[Page excerpt]:
Monday, 27 October 2014 06:58 AM

Shihab N. Shihab reckons he’s going one better than U.S. President Barack Obama.

After admiring the White House in Washington for its “beauty and simplicity,” the Kurdish businessman is building a $20 million replica in the Iraqi city of Erbil replete with layers of Italian 21-carat gold leaf covering banisters and ceilings and Greek marble columns that grace the entrance.

“I get to keep my bedroom for the rest of my life while Obama has to vacate it when his term ends,” Shihab, 58, said with a chuckle during a tour of the premises last week.

Trophy homes and pet projects of wealthy Kurds stand out in Erbil as a budget dispute and the menace of Islamic State in neighboring towns cool construction in the Kurdish capital after a boom that transformed the skyline.

The house, due for completion in about four months, dominates the Dream City compound with sumptuous villas in a part of Erbil that realtors liken to a budding Dubai.

Across from Shihab’s White House, there are towers springing up in Empire World, which will cover a square kilometer when finished. Azad Sadollah, director of legal and business development at Falcon Group, which is running the project, called it “the biggest and most prime in Iraq.” It was started in 2003 and was slated for completion in 2007.

“There may be a little bit of delay with some of the projects and not the whole concept,” Sadollah said at his office in Erbil. “People are more cautious about spending and investing the way they would normally be.”

After Saddam

The semi-autonomous region of Kurdistan, and especially its capital Erbil, had seen exponential growth since the 2003 ouster of Iraqi dictator Saddam Hussein. The region was almost like a clean slate, with opportunities that Kurdish and foreign investors are taking advantage of at almost every turn.

New residential and office towers with gleaming glass facades have risen up, villas in various stages of completion flank major roads and brand-name hotels, like the Kempinski, Marriott and Hilton, made plans to open. Malls brought novelties, such as escalators, which had to be stopped at times because some people were afraid to get on them.

“There’s a lot of money to be spent,” Tania Toma, associate for strategic consulting at Jones Lang LaSalle, a firm specializing in commercial real estate services, said from Dubai. “The Kurdish people are very cash rich and they want to spend money. People want to buy something now because they think there’s a potential for growth.”

Foreign Money

Investment in Kurdistan’s real estate reached $42 billion since 2006, including $13.3 billion in housing units, said Sarbast Mantik, information director at Kurdistan Board of Investment. The United Arab Emirates has pumped $2.5 billion into property, followed by Turkish investors at $1.34 billion, said Mantik, citing the authority’s figures.

Dataset excerpt
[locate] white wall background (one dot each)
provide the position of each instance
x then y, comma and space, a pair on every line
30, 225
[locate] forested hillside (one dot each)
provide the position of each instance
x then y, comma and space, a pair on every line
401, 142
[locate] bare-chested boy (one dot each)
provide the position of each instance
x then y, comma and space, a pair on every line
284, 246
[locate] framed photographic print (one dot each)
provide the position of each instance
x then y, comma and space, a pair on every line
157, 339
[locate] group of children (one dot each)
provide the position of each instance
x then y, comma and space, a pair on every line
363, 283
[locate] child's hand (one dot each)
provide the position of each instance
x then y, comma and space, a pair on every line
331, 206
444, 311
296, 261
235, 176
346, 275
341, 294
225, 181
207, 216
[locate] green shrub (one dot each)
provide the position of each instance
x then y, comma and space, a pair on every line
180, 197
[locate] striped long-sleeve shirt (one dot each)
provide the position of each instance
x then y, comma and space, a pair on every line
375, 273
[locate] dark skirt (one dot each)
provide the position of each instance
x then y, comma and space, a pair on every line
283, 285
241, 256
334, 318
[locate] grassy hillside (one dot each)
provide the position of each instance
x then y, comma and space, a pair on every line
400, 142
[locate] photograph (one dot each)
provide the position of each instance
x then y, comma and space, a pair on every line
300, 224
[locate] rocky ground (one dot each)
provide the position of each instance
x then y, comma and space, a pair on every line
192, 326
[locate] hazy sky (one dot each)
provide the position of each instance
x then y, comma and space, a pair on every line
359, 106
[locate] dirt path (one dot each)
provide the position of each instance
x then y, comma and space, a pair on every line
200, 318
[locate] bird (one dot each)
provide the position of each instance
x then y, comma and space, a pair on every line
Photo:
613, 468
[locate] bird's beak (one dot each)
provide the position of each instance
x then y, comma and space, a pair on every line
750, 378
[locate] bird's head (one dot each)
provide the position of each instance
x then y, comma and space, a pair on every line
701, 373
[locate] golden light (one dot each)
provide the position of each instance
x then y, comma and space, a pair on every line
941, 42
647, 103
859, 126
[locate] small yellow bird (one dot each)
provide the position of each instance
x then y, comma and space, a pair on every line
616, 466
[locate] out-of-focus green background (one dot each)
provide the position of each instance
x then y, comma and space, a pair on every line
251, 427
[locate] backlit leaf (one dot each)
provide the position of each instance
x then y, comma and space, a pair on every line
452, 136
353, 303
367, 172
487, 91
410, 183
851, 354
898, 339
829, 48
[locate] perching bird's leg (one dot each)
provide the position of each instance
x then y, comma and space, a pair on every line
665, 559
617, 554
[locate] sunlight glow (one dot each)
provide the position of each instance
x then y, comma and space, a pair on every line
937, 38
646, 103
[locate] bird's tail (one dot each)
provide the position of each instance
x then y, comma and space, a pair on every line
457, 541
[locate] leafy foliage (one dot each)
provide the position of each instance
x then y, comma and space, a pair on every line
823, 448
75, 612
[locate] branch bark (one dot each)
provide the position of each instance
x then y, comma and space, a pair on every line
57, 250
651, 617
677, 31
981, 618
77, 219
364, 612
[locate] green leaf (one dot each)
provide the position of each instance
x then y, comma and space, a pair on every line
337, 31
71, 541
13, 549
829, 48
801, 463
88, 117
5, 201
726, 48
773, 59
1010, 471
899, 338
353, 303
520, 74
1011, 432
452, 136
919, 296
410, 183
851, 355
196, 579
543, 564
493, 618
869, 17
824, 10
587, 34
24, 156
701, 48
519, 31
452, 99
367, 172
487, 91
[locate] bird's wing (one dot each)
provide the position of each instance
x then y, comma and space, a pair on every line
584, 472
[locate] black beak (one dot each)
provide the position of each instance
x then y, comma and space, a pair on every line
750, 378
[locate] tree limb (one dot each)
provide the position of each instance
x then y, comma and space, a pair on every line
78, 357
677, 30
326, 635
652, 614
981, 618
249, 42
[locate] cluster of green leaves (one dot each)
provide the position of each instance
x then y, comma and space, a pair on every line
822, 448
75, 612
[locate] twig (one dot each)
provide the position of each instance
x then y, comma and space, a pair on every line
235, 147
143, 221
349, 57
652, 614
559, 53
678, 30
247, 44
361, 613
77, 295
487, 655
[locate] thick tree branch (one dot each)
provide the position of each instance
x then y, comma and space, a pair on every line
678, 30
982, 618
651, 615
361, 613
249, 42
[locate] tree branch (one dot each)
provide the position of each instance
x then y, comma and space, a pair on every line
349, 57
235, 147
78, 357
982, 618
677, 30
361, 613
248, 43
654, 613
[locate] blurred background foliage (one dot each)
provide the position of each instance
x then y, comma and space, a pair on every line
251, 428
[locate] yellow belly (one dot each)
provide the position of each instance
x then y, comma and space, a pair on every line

[The tasks]:
**A.** List every person named in the article on the Erbil White House replica.
**B.** Do these statements agree with the article on the Erbil White House replica? Answer yes or no for each and quote the words that decide it. (i) Empire World was slated for completion in 2007. (ii) Turkish investors have put more money into Kurdistan's property than the United Arab Emirates. (iii) Shihab's house is due for completion in about four months.

[Outputs in order]:
**A.**
- Shihab N. Shihab
- Barack Obama
- Azad Sadollah
- Saddam Hussein
- Tania Toma
- Sarbast Mantik

**B.**
(i) Yes: "It was started in 2003 and was slated for completion in 2007."
(ii) No: "The United Arab Emirates has pumped $2.5 billion into property, followed by Turkish investors at $1.34 billion"
(iii) Yes: "The house, due for completion in about four months"